------ EXERCISE TEXT

In a trial of patients with neuroendocrine tumors, PFS was 13.8 months for those who had stomatitis compared with 8.3 months for those who did not, and 4.6 months for those in the control arm. And finally, in a trial of renal cell carcinoma, PFS was 5.5 months and 4.9 months for those who did and did not develop stomatitis compared with 1.7 months for patients in the control group.
In each of these trials, the benefit constituted a positive trend and was not statistically significant. Nonetheless, Dr. Rugo said, it suggests that everolimus can be continued with dose adjustments, if necessary. “While chances of a dose reduction or interruption were higher when stomatitis occurred, the outcome was definitely maintained,” Dr. Rugo noted.
Most of the cases of first-occurrence stomatitis were grade 1 or 2 in severity. Twelve percent were grade 3 and 4 episodes. Less than 2% of patients discontinued everolimus at that time. Of the 388 who experienced a second occurrence, 7% developed grade 3 or 4 lesions.
Dose reductions and/or interruptions were required in one-third of patients who were being treated for breast cancer. Among patients treated for other forms of cancer, as well as for tuberous sclerosis complex (which is not a form of cancer), the incidence of stomatitis episodes ranged from 11.7% to 17.5%. The higher rate in breast cancer patients may be explained by the fact that these patients received agents such as trastuzumab, octreotide, vinorelbine, and exemestane concomitantly with everolimus.
Because stomatitis often leads to dose reductions and interruptions, duration of everolimus exposure is not a good predictor of stomatitis development, Dr. Rugo said.

------------

* _PROBLEMS TO SOLVE_
(1) Summarize the passage on everolimus and stomatitis in two sentences.
(2) Write out, without changes, the part of the passage on everolimus and stomatitis that opens with the words containing "In a trial of patients" and closes with "Dr. Rugo noted.".
(3) Continue the passage on everolimus and stomatitis from its last sentence.

------ EXCERPTED DATA

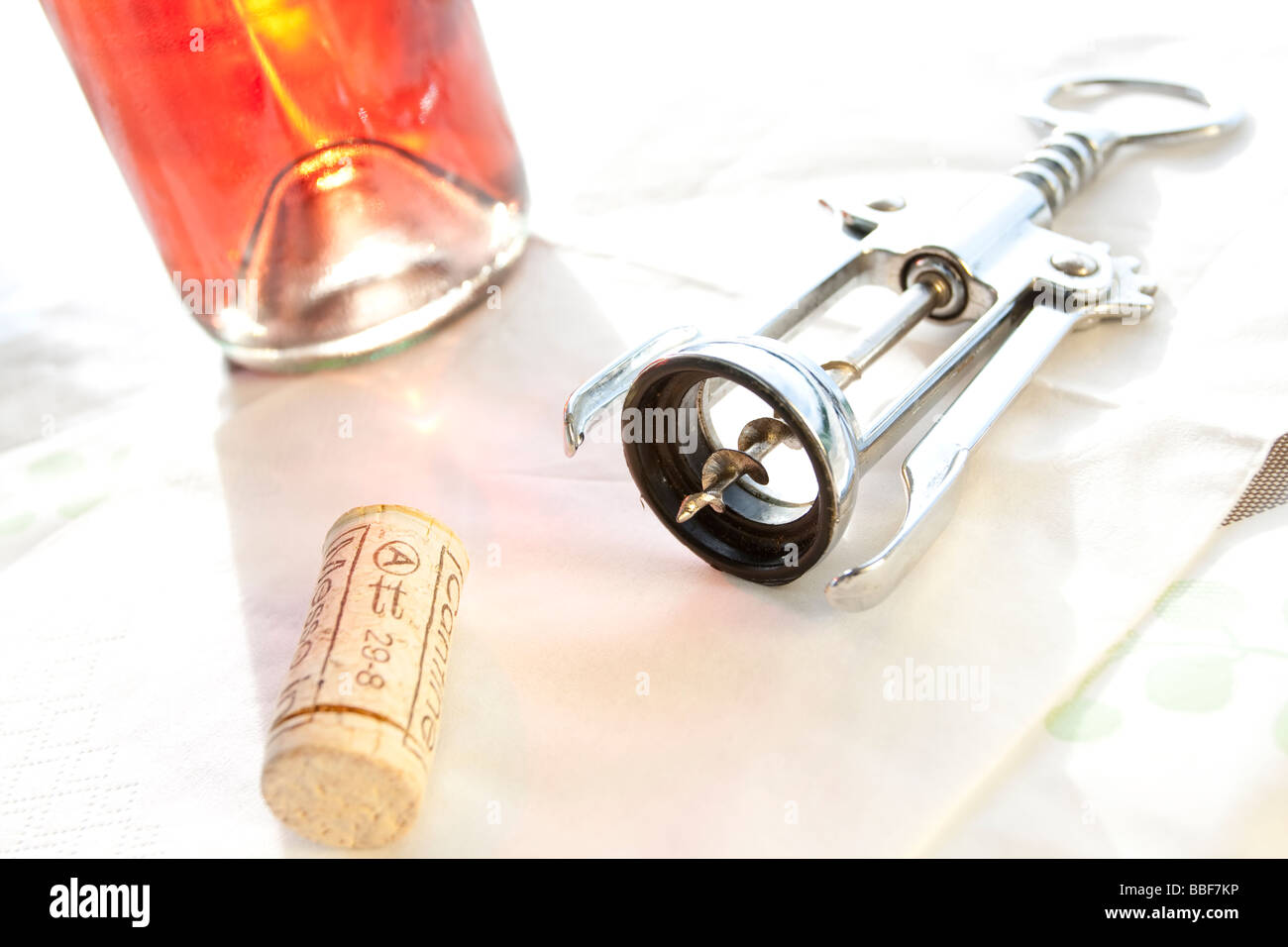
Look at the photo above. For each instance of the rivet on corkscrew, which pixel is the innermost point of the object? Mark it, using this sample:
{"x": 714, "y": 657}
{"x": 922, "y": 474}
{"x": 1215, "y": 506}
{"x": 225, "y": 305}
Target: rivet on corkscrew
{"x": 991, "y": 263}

------------
------ EXCERPTED DATA

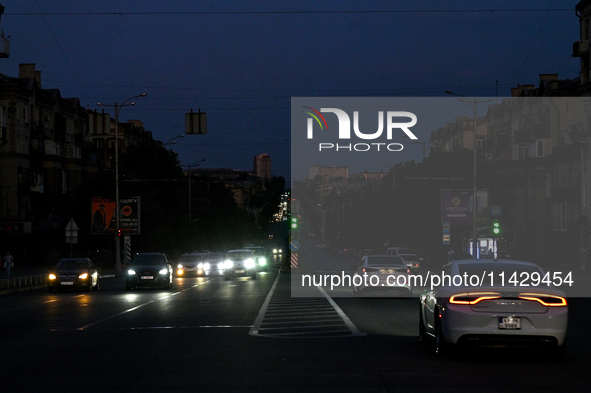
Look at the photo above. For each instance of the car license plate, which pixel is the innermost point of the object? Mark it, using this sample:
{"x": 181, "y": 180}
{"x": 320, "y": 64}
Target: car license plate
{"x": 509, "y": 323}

------------

* _ANSWERS TO THE PROBLEMS_
(1) In trials that included patients with neuroendocrine tumors and renal cell carcinoma, those who developed stomatitis on everolimus had longer progression-free survival than those who did not and than the control groups. The trend was not statistically significant, but Dr. Rugo said it suggests that everolimus can be continued with dose adjustments, and most first episodes of stomatitis were grade 1 or 2, with fewer than 2% of patients stopping the drug.

(2)
In a trial of patients with neuroendocrine tumors, PFS was 13.8 months for those who had stomatitis compared with 8.3 months for those who did not, and 4.6 months for those in the control arm. And finally, in a trial of renal cell carcinoma, PFS was 5.5 months and 4.9 months for those who did and did not develop stomatitis compared with 1.7 months for patients in the control group.
In each of these trials, the benefit constituted a positive trend and was not statistically significant. Nonetheless, Dr. Rugo said, it suggests that everolimus can be continued with dose adjustments, if necessary. “While chances of a dose reduction or interruption were higher when stomatitis occurred, the outcome was definitely maintained,” Dr. Rugo noted.

(3)
A dexamethasone-containing mouthwash for management of stomatitis in patients with advanced breast cancer being treated with everolimus and exemestane is being tested in an ongoing trial.
Phase III Trial of Irinotecan/5-FU/Leucovorin (FOLFIRI) or Oxaliplatin/5-FU/Leucovorin (FOLFOX6) With Bevacizumab or Cetuximab for Patients With KRAS Wild-Type Untreated Metastatic Adenocarcinoma of the Colon or Rectum
Bevacizumab targets vascular endothelial growth factor (VEGF)-blocking angiogenesis, and cetuximab blocks epidermal growth factor receptor (EGFR), a protein affecting cancer growth and spread. The federally funded phase 3 CALGB/SWOG (Cancer and Leukemia Group B/South West Oncology Group) 80405 study showed that for wild-type KRAS gene-mutated metastatic colorectal cancer patients, first-line treatment with chemotherapy and either of two targeted drugs, bevacizumab or cetuximab, led to similar median survival of about 29 months.
The study findings also suggested that chemotherapy with either FOLFOX (oxaliplatin/5-fluorouracil/leucovorin) or FOLFIRI (irinotecan/5-fluorouracil/leucovorin) was acceptable in combination with bevacizumab or cetuximab.
Investigators enrolled 1,137 patients, randomizing them to bevacizumab or cetuximab in combination with chemotherapy based on physician preference (FOLFIRI, 26.6%; FOLFOX, 73.4%).
Median OS, the primary endpoint, was similar among patients receiving either regimen (chemotherapy plus cetuximab, 29.9 months; chemotherapy plus bevacizumab, 29.0 months; HR, 0.925; 95% confidence interval [CI], 0.78–1.09; P = 0.34).
Median PFS was also similar between groups at 10.8 months for chemotherapy plus bevacizumab and 10.4 months for chemotherapy plus cetuximab (HR, 1.04; 95% CI, 0.91–1.17; P = 0.55). Further data analyses of selected subsets of patients, for example of long-term survivors, may yield important biomarker information, Dr. Venook said.
“Overall survival on chemotherapy with cetuximab is no different than on chemotherapy with bevacizumab in first-line treatment for patients with KRAS wild-type metastatic colorectal cancer,” Dr. Venook concluded.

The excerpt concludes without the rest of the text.